In the autoionization of water, one \(\ce{H2O}\) molecule breaks up into an \(\ce{H^{+}}\) and a \(\ce{OH^{−}}\). The chemical equation is as follows:
\(\ce{H2O}\) <=> \(\ce{H^{+}}\) + \(\ce{OH^{−}}\)
This occurs only to a very small degree: only about 6 in 108 \(\ce{H2O}\) molecules are participating in this process.
At this level, the concentration of both \(\ce{H^{+}(aq)}\) and \(\ce{OH^{−}(aq)}\) in a sample of pure \(\ce{H2O}\) is about \(1.0 \times 10^{−7}\, M\) (at room temperature). If we use square brackets—[ ]—around a dissolved species to imply the molar concentration of that species, we have
\[\color{red}{\ce{[H^{+}]}} \color{black}{ = } \color{blue}{\ce{[OH^{-}]}} \color{black} = 1.0 \times 10^{-7} \label{eq5}\]
for any sample of pure water because H2O can act as both an acid and a base. The product of these two concentrations is \(1.0\times 10^{−14}\):
\[\color{red}{\ce{[H^{+}]}} \color{black}{\times} \color{blue}{\ce{[OH^{-}]}} \color{black} = (1.0 \times 10^{-7})( 1.0 \times 10^{-7}) = 1.0 \times 10^{-14}\]
- For acids, the concentration of \(\ce{H^{+}(aq)}\) (i.e., \(\ce{[H^{+}]}\)) is greater than \(1.0 \times 10^{−7}\, M\).
- For bases the concentration of \(\ce{OH^{−}(aq)}\) (i.e., \(\ce{[OH^{−}]}\)) is greater than \(1.0 \times 10^{−7}\, M\).
However, the product of the two concentrations—\(\ce{[H^{+}][OH^{−}]}\)—is always equal to \(1.0 \times 10^{−14}\), no matter whether the aqueous solution is an acid, a base, or neutral:
\[\color{red}{\ce{[H^+]}} \color{blue}{\ce{[OH^{-}]}} \color{black} = 1.0 \times 10^{-14} \]
This value of the product of concentrations is so important for aqueous solutions that it is called the autoionization constant of water and is denoted \(K_w\):
\[K_w = \color{red}{\ce{[H^+]}} \color{blue}{\ce{[OH^{-}]}} \color{black} = 1.0 \times 10^{-14} \label{eq10}\]
This means that if you know \(\ce{[H^{+}]}\) for a solution, you can calculate what \(\ce{[OH^{−}]}\)) has to be for the product to equal \(1.0 \times 10^{−14}\); or if you know \(\ce{[OH^{−}]}\)), you can calculate \(\ce{[H^{+}]}\). This also implies that as one concentration goes up, the other must go down to compensate so that their product always equals the value of \(K_w\).
Warning: Temperature Matters
The degree of autoionization of water—and hence the value of \(K_w\)—changes with temperature, so Equations \ref{eq5} - \ref{eq10} are accurate only at room temperature.
Example \(\PageIndex{1}\): Hydroxide Concentration
What is \(\ce{[OH^{−}]}\)) of an aqueous solution if \(\ce{[H^{+}]}\) is \(1.0 \times 10^{−4} M\)?

..........

- SET PROBLEM
Continue the passage on the autoionization of water, starting after its final sentence.

..........

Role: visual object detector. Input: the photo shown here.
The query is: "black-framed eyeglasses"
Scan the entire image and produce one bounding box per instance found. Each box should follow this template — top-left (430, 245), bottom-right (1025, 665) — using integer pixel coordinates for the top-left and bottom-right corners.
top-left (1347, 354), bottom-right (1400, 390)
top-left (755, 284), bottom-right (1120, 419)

..........

- RESULT FOR THIS TASK
Solution
Steps for Problem Solving | |
---|---|
Identify the "given" information and what the problem is asking you to "find." |
Given: \(\ce{[H^{+}]} =1.0 \times 10^{−4}\, M\) Find: [OH−] = ? M |
List other known quantities. |
none |
Plan the problem. |
Using the expression for \(K_w\), (Equation \ref{eq10}), rearrange the equation algebraically to solve for [OH−]. \[\left [ \ce{OH^{-}} \right ]=\dfrac{1.0\times 10^{-14}}{\left [ H^+ \right ]} \nonumber\] |
Calculate. |
Now substitute the known quantities into the equation and solve. \[\left [\ce{ OH^{-}} \right ]=\dfrac{1.0\times 10^{-14}}{1.0\times 10^{-4}}=1.0\times 10^{-10}M\nonumber\] It is assumed that the concentration unit is molarity, so \(\ce{[OH^{−}]}\) is 1.0 × 10−10 M. |
Think about your result. | The concentration of the acid is high (> 1 x 10-7 M), so \(\ce{[OH^{−}]}\) should be low. |
Exercise \(\PageIndex{1}\)
What is \(\ce{[OH^{−}]}\) in a 0.00032 M solution of H2SO4?
- Hint
-
Assume both protons ionize from the molecule...although this is not the case.
- Answer
- \(3.1 \times 10^{−11}\, M\)
When you have a solution of a particular acid or base, you need to look at the formula of the acid or base to determine the number of H+ or OH− ions in the formula unit because \(\ce{[H^{+}]}\) or \(\ce{[OH^{−}]}\)) may not be the same as the concentration of the acid or base itself.
Example \(\PageIndex{2}\): Hydronium Concentration
What is \(\ce{[H^{+}]}\) in a 0.0044 M solution of \(\ce{Ca(OH)_2}\)?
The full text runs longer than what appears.